Investigators say Chinese suppliers are sending ingredients to make fentanyl to cartels in Mexico. ABC News
Investigators say Chinese suppliers are sending ingredients to make fentanyl to cartels in Mexico. ABC News

As the United States’ southern border with Mexico continues to remain open as a result of the Biden administration's policies, drug cartels continue to pour into the country bringing in deadly and illegal drugs like fentanyl and synthetic drugs, prompting lawmakers and national security experts to warn of China's ever-increasing role in the drug trade.

According to the Brookings Institute, since 1999, synthetic opioids have resulted in the most devastating deaths in the U.S., killing over one million Americans. In 2012, the lethality rate increased significantly when Mexican Drug cartels obtained such drugs from Beijing.

According to the National Center for Health Statistics (NCHS), in 2021, around 106,699 Americans died from fentanyl, growing in 2022, with the death toll being around 107,477, according to the White House Office of National Drug Control Policy. Experts say that the consumption of fentanyl was through fake prescription pills, heroin, methamphetamine, and cocaine.

● **Data section**:
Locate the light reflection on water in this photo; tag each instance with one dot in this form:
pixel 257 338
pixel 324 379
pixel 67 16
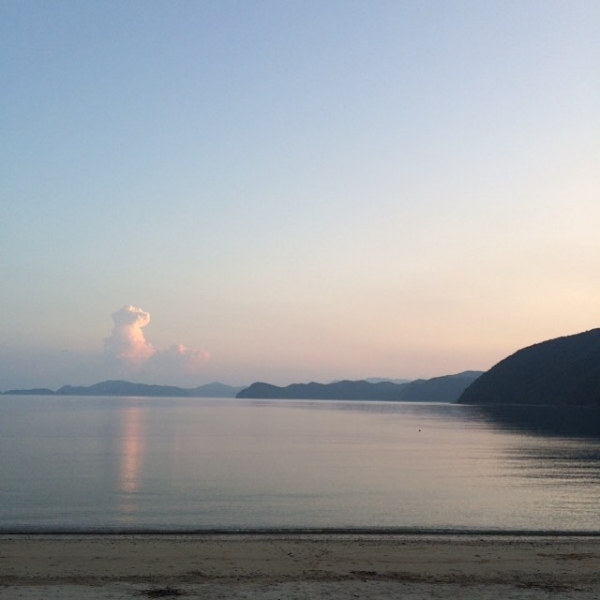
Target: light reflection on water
pixel 198 464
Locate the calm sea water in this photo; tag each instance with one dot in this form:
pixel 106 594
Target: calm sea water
pixel 180 464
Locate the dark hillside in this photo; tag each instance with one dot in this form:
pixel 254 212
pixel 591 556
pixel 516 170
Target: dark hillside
pixel 564 372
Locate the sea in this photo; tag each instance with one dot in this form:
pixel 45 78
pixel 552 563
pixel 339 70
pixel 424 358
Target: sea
pixel 123 464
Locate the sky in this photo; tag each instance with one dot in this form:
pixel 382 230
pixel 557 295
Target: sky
pixel 197 191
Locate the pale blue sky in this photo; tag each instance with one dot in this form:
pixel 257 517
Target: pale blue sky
pixel 305 190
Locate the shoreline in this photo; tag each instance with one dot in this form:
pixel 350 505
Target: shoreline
pixel 293 565
pixel 332 532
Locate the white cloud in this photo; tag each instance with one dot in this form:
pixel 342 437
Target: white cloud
pixel 127 345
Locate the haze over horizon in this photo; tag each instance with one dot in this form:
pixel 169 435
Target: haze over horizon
pixel 286 192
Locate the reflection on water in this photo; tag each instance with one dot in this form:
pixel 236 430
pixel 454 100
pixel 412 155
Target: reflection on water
pixel 130 458
pixel 197 463
pixel 559 421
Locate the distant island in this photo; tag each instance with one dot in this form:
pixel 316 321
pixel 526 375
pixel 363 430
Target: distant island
pixel 447 388
pixel 126 388
pixel 439 389
pixel 560 372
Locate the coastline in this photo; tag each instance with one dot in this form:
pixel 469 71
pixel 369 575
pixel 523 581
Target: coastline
pixel 299 565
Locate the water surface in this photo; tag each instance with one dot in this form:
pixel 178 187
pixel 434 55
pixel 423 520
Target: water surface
pixel 94 463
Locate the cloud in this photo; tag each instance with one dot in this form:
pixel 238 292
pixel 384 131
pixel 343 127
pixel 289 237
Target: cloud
pixel 127 345
pixel 177 358
pixel 128 351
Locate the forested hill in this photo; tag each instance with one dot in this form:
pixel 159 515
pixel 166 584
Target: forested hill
pixel 438 389
pixel 564 372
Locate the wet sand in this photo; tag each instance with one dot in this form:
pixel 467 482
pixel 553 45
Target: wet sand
pixel 123 567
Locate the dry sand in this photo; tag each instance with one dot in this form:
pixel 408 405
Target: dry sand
pixel 120 567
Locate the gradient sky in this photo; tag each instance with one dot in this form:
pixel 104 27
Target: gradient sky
pixel 295 190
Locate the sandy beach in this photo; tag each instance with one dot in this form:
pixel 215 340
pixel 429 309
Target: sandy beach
pixel 120 567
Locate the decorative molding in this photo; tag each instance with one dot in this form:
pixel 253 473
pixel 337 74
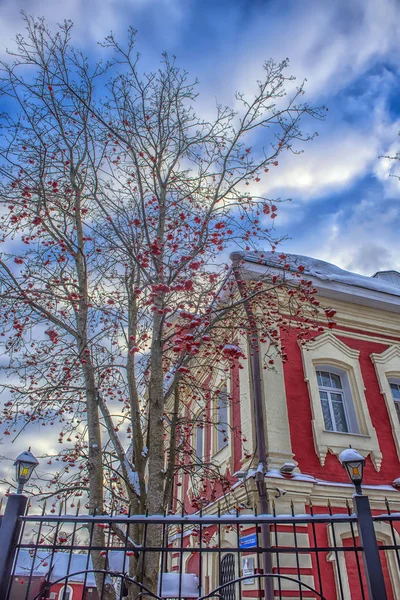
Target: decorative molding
pixel 329 338
pixel 387 364
pixel 327 349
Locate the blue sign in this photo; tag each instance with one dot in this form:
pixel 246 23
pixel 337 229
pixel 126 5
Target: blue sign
pixel 248 541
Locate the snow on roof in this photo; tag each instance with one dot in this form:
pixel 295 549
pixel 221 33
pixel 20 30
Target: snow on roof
pixel 323 270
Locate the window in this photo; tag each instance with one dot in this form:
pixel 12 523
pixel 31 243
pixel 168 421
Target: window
pixel 199 444
pixel 332 400
pixel 65 593
pixel 340 415
pixel 395 388
pixel 222 420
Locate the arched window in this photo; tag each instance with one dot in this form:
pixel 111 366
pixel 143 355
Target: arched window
pixel 199 443
pixel 395 389
pixel 223 418
pixel 66 593
pixel 336 401
pixel 340 414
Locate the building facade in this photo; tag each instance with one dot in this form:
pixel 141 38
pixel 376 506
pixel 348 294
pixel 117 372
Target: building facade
pixel 340 389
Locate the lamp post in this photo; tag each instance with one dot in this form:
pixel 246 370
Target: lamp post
pixel 11 522
pixel 24 465
pixel 354 464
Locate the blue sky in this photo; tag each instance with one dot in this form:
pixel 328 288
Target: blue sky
pixel 345 206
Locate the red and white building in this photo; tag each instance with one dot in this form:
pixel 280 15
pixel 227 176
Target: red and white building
pixel 340 389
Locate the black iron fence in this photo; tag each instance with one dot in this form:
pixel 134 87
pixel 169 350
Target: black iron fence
pixel 320 554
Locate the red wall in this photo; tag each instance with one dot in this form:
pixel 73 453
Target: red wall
pixel 299 410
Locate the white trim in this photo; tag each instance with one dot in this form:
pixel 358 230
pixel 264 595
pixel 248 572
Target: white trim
pixel 324 350
pixel 387 367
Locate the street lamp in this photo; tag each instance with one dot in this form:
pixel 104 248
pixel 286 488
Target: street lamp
pixel 354 463
pixel 24 465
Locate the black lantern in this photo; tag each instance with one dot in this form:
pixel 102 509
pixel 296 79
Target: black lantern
pixel 354 463
pixel 24 467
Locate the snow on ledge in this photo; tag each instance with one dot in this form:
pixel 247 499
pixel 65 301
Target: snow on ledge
pixel 323 271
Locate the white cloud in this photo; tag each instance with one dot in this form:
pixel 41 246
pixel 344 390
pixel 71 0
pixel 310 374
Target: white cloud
pixel 93 19
pixel 330 44
pixel 360 237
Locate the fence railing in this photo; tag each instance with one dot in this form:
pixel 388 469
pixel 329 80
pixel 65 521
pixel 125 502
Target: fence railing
pixel 80 557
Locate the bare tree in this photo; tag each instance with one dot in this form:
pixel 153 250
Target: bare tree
pixel 119 205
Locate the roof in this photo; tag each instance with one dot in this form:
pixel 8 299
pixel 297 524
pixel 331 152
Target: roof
pixel 330 280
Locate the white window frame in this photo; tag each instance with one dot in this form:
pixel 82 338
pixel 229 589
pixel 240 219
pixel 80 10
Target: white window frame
pixel 199 432
pixel 325 351
pixel 222 433
pixel 396 401
pixel 345 392
pixel 387 369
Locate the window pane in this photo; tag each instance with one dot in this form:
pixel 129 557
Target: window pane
pixel 397 406
pixel 222 427
pixel 338 412
pixel 336 381
pixel 325 411
pixel 324 378
pixel 199 444
pixel 395 390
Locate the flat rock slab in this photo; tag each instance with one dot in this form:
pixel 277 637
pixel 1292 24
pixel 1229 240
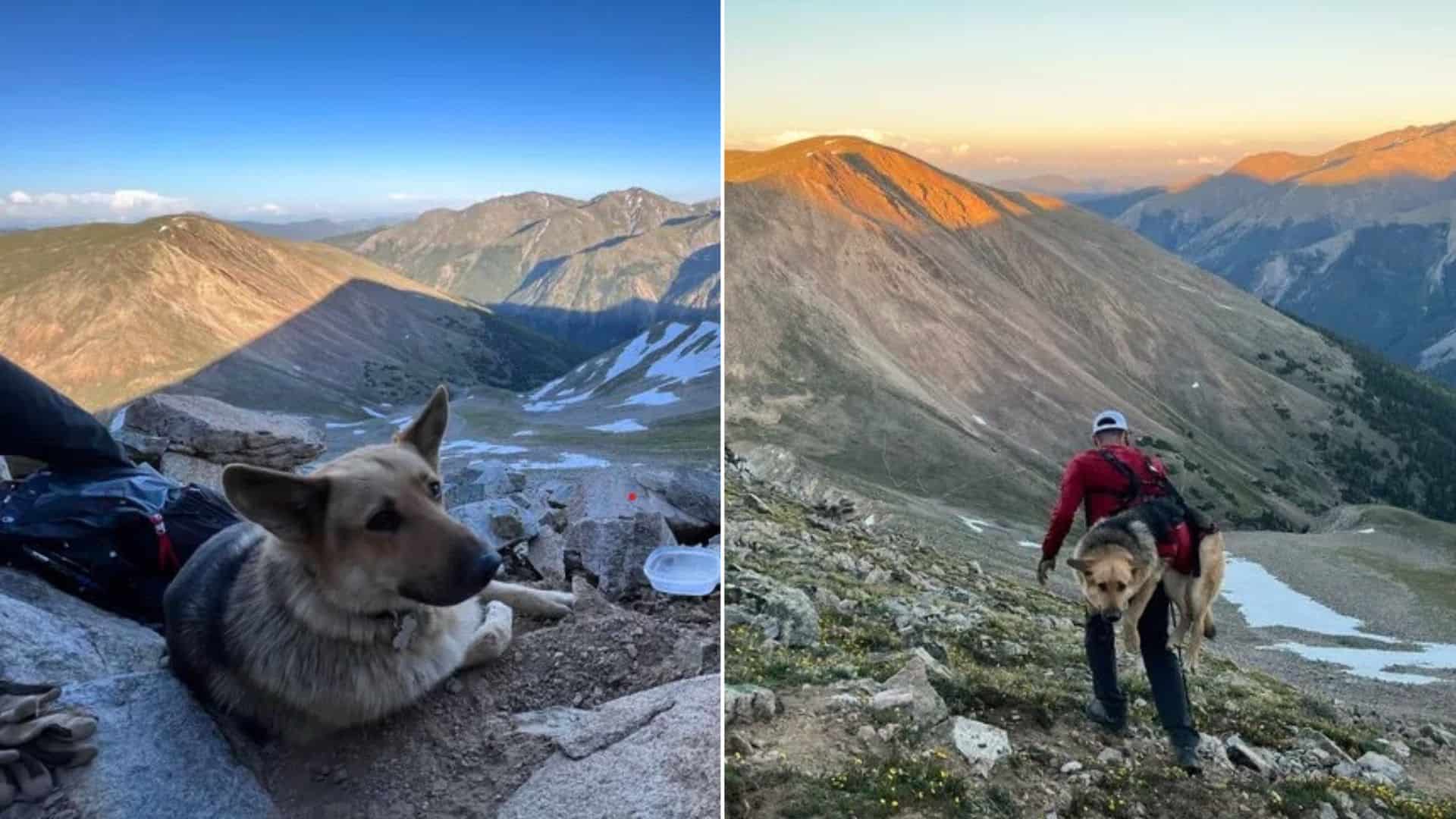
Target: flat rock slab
pixel 49 635
pixel 161 755
pixel 187 469
pixel 221 433
pixel 651 754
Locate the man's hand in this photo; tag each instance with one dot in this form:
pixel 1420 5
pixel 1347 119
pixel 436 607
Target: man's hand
pixel 1044 569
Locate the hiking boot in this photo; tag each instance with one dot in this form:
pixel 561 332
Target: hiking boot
pixel 1098 713
pixel 1188 760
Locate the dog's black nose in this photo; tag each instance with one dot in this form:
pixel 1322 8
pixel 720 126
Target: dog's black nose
pixel 487 566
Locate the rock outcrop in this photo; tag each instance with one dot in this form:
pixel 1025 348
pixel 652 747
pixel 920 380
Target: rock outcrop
pixel 212 430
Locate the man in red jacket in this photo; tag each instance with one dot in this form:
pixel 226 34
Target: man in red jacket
pixel 1106 480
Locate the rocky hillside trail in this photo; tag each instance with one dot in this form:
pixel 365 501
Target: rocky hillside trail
pixel 612 710
pixel 880 670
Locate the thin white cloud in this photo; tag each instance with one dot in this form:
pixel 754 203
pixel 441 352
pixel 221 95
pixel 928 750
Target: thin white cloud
pixel 785 137
pixel 91 206
pixel 873 134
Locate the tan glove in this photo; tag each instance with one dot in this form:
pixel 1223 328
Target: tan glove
pixel 1044 569
pixel 33 742
pixel 19 701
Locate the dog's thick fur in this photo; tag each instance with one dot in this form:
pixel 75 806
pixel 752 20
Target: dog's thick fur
pixel 1119 570
pixel 344 596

● **Work order**: Rewrite the part of the fentanyl article that opens with the words containing "According to the Brookings" and closes with "drugs from Beijing.", changing "synthetic opioids" to "synthetic narcotics".

● **Reply**:
According to the Brookings Institute, since 1999, synthetic narcotics have resulted in the most devastating deaths in the U.S., killing over one million Americans. In 2012, the lethality rate increased significantly when Mexican Drug cartels obtained such drugs from Beijing.